:: EXERCISE GOAL ::
Give back only the lines in the records below from the one with "# indicate every instance of the stair newel" to the one with "# indicate every instance of the dark brown lower", both inclusive, word for word.

(Source data)

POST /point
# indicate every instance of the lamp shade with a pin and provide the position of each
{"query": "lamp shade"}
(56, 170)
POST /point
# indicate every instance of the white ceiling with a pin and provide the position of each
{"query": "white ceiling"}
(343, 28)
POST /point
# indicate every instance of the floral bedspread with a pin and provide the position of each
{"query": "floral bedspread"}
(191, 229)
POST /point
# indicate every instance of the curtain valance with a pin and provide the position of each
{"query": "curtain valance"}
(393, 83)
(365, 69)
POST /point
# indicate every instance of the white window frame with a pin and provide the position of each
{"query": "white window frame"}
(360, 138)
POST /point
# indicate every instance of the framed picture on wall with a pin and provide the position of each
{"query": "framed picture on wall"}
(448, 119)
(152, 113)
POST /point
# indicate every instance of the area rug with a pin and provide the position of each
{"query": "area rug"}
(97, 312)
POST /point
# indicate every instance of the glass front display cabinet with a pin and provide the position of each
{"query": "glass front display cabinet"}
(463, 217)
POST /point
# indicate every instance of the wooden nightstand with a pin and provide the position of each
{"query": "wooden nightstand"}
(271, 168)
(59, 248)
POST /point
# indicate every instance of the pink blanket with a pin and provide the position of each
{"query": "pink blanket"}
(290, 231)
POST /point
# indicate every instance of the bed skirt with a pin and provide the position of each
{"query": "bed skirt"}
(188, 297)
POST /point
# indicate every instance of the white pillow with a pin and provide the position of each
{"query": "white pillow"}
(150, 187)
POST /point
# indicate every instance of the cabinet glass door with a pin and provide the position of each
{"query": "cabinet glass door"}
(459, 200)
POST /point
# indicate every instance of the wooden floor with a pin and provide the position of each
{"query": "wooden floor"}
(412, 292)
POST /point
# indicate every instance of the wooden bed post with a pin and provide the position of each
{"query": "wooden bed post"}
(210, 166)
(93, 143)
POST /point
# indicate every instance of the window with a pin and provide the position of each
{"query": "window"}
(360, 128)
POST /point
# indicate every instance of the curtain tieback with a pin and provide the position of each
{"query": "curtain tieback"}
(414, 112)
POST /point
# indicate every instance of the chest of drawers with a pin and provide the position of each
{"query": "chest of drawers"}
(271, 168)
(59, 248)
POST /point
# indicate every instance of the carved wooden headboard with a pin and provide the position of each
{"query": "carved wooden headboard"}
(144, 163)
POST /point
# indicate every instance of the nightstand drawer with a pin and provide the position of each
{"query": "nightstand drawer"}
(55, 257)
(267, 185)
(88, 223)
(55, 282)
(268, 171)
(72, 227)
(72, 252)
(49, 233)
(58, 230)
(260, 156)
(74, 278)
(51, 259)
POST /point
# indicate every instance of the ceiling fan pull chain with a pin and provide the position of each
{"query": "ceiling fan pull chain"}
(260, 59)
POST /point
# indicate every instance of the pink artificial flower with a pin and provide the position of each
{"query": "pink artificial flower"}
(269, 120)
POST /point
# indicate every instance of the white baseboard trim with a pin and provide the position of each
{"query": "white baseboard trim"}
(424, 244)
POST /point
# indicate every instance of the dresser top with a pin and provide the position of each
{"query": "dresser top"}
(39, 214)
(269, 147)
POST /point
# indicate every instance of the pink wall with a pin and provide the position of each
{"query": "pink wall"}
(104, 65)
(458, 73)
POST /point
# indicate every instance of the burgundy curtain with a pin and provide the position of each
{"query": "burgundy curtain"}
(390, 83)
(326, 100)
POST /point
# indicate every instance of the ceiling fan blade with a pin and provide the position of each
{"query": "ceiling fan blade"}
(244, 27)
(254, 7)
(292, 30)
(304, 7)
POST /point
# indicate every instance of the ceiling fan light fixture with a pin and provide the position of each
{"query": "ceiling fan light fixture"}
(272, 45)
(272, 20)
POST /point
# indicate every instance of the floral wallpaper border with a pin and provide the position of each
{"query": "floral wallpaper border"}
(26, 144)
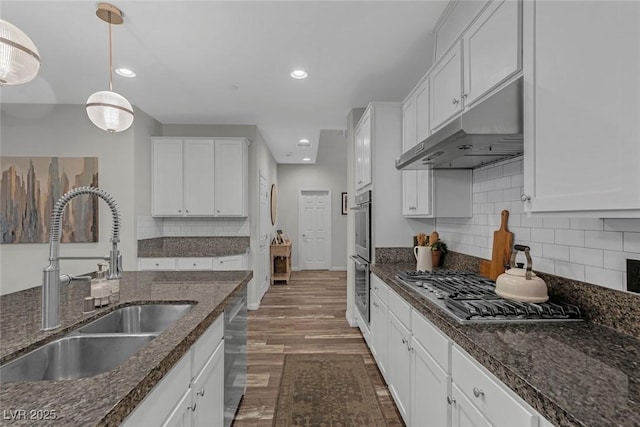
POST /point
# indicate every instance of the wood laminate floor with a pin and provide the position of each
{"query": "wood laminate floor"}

---

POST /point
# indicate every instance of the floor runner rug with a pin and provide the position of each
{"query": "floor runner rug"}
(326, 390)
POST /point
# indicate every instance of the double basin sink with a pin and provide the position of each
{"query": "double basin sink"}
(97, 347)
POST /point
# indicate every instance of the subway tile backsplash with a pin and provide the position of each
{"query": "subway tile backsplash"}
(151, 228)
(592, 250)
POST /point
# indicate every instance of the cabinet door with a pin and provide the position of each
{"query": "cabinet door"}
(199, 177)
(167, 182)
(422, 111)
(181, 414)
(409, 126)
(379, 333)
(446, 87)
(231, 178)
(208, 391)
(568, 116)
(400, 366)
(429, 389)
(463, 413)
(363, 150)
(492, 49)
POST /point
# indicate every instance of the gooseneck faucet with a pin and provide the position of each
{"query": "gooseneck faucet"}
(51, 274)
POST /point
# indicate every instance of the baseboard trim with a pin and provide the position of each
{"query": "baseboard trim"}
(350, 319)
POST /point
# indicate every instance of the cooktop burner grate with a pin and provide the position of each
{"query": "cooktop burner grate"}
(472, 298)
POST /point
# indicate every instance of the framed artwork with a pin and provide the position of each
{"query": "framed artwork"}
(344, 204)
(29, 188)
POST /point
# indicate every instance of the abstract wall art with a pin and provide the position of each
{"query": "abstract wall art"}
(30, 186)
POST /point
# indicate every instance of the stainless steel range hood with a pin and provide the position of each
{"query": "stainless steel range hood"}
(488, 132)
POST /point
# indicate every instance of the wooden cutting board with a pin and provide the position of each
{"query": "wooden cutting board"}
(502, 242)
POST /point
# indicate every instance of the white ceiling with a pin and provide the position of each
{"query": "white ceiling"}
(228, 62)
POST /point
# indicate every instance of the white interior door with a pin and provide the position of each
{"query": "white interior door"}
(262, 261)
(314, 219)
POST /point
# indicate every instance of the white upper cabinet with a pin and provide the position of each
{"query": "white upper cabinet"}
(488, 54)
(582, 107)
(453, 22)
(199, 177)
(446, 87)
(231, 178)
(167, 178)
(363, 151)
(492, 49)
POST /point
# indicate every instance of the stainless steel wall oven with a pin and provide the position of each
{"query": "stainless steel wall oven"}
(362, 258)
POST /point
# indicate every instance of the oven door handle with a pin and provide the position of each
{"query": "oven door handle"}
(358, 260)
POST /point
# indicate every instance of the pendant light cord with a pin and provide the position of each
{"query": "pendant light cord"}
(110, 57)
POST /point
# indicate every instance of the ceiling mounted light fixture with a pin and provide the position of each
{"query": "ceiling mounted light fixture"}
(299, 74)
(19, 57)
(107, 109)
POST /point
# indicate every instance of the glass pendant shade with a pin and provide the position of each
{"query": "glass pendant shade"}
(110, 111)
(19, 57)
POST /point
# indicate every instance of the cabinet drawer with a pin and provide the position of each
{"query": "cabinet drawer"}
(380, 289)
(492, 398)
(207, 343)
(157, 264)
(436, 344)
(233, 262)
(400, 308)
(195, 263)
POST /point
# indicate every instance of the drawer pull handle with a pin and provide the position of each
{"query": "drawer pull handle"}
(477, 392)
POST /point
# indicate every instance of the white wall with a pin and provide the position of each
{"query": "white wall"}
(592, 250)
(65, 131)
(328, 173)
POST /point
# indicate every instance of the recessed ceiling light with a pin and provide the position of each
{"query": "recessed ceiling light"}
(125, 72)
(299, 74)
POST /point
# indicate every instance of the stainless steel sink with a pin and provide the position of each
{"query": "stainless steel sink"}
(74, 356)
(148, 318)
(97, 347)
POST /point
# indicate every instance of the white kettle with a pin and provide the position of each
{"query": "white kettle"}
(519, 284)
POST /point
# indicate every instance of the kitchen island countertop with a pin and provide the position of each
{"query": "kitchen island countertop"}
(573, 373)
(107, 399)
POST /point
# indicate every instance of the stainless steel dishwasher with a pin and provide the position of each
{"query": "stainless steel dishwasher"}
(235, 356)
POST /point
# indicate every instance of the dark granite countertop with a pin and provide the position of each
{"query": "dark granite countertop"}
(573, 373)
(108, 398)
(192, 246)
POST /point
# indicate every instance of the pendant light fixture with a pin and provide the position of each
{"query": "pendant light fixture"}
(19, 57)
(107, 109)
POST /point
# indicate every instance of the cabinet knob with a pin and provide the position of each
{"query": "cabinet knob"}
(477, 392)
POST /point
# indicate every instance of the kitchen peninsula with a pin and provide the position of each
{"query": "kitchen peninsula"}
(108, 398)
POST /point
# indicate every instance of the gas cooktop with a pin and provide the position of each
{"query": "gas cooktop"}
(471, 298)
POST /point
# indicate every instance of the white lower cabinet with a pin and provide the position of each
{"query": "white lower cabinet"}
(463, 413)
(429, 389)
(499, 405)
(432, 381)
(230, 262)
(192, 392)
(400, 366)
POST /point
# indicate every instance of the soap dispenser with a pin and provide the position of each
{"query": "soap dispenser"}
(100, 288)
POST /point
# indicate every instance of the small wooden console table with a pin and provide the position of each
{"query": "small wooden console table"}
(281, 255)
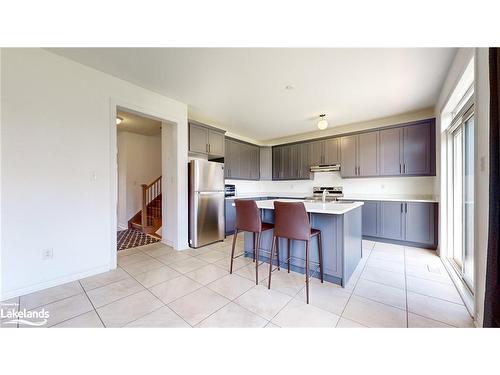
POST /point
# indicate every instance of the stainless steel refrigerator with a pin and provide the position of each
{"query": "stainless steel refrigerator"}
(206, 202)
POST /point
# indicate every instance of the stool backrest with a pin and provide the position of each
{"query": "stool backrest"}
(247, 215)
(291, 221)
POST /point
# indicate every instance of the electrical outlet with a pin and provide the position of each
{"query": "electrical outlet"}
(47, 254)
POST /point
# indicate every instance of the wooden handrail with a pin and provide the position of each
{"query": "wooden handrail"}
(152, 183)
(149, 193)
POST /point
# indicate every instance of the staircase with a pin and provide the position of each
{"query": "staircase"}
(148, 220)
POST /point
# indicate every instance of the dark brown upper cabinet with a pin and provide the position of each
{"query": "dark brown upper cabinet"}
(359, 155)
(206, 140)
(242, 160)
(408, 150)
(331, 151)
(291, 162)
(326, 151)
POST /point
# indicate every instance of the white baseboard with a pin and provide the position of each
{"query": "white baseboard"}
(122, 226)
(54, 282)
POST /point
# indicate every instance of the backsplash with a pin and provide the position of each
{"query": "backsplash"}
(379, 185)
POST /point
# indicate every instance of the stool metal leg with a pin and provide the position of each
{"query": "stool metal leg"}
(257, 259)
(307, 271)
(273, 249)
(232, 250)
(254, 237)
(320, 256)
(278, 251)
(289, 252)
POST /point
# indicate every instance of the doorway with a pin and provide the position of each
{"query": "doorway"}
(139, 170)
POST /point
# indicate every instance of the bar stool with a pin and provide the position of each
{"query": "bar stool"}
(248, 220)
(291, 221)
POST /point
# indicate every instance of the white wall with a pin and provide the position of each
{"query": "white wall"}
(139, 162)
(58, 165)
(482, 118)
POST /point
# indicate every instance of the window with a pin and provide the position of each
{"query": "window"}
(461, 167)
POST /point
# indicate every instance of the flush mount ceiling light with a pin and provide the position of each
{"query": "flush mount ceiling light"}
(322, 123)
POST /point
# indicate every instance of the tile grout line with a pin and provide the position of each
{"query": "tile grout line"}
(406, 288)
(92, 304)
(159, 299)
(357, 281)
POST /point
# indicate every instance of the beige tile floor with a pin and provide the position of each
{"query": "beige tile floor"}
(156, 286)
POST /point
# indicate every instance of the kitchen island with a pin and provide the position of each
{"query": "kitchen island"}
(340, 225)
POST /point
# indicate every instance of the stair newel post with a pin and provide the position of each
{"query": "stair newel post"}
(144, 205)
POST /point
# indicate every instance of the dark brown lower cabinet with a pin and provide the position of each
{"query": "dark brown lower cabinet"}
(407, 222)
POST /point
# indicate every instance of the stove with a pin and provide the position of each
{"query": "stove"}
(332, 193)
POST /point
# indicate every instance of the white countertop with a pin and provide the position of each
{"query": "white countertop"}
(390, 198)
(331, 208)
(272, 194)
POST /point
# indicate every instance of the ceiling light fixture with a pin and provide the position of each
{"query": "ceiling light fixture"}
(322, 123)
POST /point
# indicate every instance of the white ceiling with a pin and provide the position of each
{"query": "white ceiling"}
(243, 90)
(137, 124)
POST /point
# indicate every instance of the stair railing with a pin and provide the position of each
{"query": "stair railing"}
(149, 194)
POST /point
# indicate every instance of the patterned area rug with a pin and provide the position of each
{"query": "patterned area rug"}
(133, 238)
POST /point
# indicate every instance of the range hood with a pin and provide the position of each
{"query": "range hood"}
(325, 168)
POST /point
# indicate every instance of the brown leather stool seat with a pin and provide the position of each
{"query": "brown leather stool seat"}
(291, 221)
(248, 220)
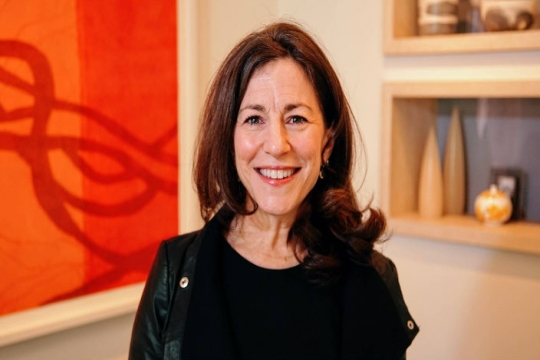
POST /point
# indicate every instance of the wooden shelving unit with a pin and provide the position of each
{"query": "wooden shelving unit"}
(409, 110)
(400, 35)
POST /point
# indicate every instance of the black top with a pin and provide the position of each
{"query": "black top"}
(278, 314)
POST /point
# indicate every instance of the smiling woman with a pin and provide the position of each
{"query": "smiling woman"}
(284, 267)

:: RESULT ::
# indicate every instance of the stair newel post with a pin and provide the position of each
{"query": "stair newel post"}
(144, 205)
POST /point
# indicate every instance of the dark brown lower cabinet with a pin and provide the position of each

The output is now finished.